#### [What is expected]
Reproduce every entry below verbatim, line for line, with no changes.

--- BEGIN Provided information ---

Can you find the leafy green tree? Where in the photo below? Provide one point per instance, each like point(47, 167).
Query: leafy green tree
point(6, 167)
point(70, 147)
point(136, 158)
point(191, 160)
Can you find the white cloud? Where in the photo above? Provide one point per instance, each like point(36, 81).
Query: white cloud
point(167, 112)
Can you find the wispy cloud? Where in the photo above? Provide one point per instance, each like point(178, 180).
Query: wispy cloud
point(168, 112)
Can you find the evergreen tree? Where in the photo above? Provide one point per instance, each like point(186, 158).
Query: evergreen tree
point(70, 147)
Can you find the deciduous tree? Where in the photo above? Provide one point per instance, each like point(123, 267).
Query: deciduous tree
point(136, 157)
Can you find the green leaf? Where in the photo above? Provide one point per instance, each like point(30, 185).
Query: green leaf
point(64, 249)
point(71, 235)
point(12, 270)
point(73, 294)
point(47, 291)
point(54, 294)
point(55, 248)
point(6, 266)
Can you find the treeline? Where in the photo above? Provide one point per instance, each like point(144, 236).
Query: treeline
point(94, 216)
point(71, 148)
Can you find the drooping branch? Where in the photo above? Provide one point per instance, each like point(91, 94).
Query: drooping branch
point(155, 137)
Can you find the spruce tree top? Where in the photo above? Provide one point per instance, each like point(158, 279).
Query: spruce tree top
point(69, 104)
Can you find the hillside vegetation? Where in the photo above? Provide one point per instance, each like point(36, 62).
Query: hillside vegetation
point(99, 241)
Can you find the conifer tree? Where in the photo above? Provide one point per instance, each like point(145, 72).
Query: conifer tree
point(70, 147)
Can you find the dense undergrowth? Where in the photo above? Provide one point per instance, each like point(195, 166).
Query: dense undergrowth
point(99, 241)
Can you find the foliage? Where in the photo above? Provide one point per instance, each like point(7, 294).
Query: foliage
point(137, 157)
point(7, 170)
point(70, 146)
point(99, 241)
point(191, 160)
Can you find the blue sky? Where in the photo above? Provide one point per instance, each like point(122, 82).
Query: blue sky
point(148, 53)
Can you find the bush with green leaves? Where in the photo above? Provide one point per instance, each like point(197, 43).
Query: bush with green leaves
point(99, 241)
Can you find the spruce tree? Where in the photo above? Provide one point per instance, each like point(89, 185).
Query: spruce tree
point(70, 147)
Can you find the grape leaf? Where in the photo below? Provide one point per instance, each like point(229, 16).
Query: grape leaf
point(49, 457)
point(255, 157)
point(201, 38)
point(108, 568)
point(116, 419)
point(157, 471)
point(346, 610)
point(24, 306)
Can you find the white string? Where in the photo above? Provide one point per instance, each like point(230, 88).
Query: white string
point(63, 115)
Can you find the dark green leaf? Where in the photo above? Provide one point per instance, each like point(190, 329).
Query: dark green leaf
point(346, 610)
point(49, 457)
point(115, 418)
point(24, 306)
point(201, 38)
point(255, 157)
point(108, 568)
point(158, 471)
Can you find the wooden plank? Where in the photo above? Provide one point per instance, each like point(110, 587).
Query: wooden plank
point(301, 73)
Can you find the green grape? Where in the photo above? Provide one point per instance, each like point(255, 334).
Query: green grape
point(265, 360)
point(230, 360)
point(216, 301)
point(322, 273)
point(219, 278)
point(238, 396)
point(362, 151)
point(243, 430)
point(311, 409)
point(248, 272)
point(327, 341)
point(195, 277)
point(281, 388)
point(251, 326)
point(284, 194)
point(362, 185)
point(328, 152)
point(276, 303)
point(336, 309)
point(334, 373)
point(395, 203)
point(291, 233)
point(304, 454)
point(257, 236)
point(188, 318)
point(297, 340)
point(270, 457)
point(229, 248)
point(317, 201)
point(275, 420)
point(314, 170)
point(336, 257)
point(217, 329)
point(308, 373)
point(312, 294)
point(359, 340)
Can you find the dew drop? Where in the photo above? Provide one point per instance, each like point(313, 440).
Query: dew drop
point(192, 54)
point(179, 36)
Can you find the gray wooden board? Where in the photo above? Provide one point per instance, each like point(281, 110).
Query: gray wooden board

--- END Provided information ---

#### [Task output]
Can you find the leafy green tree? Where in the photo below? Provide one point per instance, each like point(47, 167).
Query: leafy green tree
point(6, 167)
point(70, 147)
point(136, 158)
point(191, 160)
Can you find the white cloud? Where in the photo above? Provide one point per instance, each like point(36, 81).
Query: white cloud
point(167, 112)
Can you find the wispy cloud? Where in the photo above? Provide one point per instance, each like point(178, 180).
Query: wispy cloud
point(168, 112)
Can you find the evergreen tree? Where in the photo above? Provide one point per instance, each like point(186, 158).
Query: evergreen tree
point(70, 147)
Can you find the deciduous tree? Where in the photo above? Provide one point per instance, each like point(123, 267).
Query: deciduous tree
point(136, 157)
Can you find the green leaf? Where in the photo above? Provide one point per instance, each like point(30, 185).
Query: green leaf
point(64, 249)
point(71, 235)
point(12, 270)
point(73, 294)
point(47, 291)
point(54, 294)
point(55, 248)
point(6, 266)
Can you find the treeline? Where in the photo above? Provide one point per instance, each like point(144, 236).
Query: treeline
point(94, 216)
point(71, 148)
Can you find the drooping branch? Where in the photo above? Provide one point per instance, each like point(91, 94).
Query: drooping branch
point(155, 137)
Can you find the spruce tree top? Where in the photo above? Provide one point per instance, each like point(158, 279).
Query: spruce tree top
point(69, 104)
Can you find the hillside vegetation? Where in the photo above? Provide one point per instance, each like point(36, 62).
Query: hillside vegetation
point(99, 241)
Can you find the conifer tree? Where in the photo above? Provide one point per instance, each like point(145, 72).
Query: conifer tree
point(70, 147)
Can you find the dense undergrowth? Where in the photo above? Provide one point per instance, each like point(195, 166).
Query: dense undergrowth
point(99, 241)
Can you find the foliage? Where in the photo above? Provide one point per instance, each like point(7, 294).
Query: foliage
point(137, 157)
point(7, 170)
point(70, 146)
point(99, 241)
point(191, 160)
Can you find the blue sky? Where in the photo above? Provide one point per instance, each like point(122, 82).
Query: blue sky
point(148, 53)
Can you find the bush with green leaves? Where in the photo above? Provide one point per instance, each like point(197, 43).
Query: bush with green leaves
point(99, 241)
Can you find the spruce tree? Where in the photo above? Provide one point per instance, each like point(89, 185).
Query: spruce tree
point(70, 147)
Can you find the grape leaf? Where in the photo below? Provide one point per instance, each like point(229, 16).
Query: grape leaf
point(49, 457)
point(255, 157)
point(201, 38)
point(108, 568)
point(116, 419)
point(157, 471)
point(346, 610)
point(24, 306)
Can you find the white string? Where in the photo above? Provide one point per instance, each like point(230, 88).
Query: white string
point(63, 115)
Can you find the dark green leaf? Where in the photo above? Provide one point per instance, each like point(190, 329).
Query: dark green leaf
point(346, 610)
point(49, 457)
point(115, 418)
point(24, 306)
point(201, 38)
point(255, 157)
point(108, 568)
point(158, 471)
Can you find the wooden plank? Where in the photo above? Provide one point per instance, each like point(110, 587).
Query: wooden plank
point(301, 73)
Can you find the green grape? Where in the photo above? Provide one point per instance, each like point(255, 334).
Query: green grape
point(265, 360)
point(230, 360)
point(216, 301)
point(322, 273)
point(219, 278)
point(238, 396)
point(362, 151)
point(243, 430)
point(311, 409)
point(248, 272)
point(327, 341)
point(195, 277)
point(281, 388)
point(251, 326)
point(284, 194)
point(362, 185)
point(328, 152)
point(276, 303)
point(336, 309)
point(334, 373)
point(395, 203)
point(291, 233)
point(304, 454)
point(257, 236)
point(188, 318)
point(297, 340)
point(270, 457)
point(229, 248)
point(317, 201)
point(275, 420)
point(314, 170)
point(336, 257)
point(217, 329)
point(308, 373)
point(312, 294)
point(359, 340)
Can you find the dew drop? Where in the photo above? Provide one point per instance, each like point(313, 440).
Query: dew drop
point(192, 54)
point(179, 36)
Can you find the gray wooden board? Where in the photo above? Provide one point per instance, each like point(281, 110).
Query: gray wooden board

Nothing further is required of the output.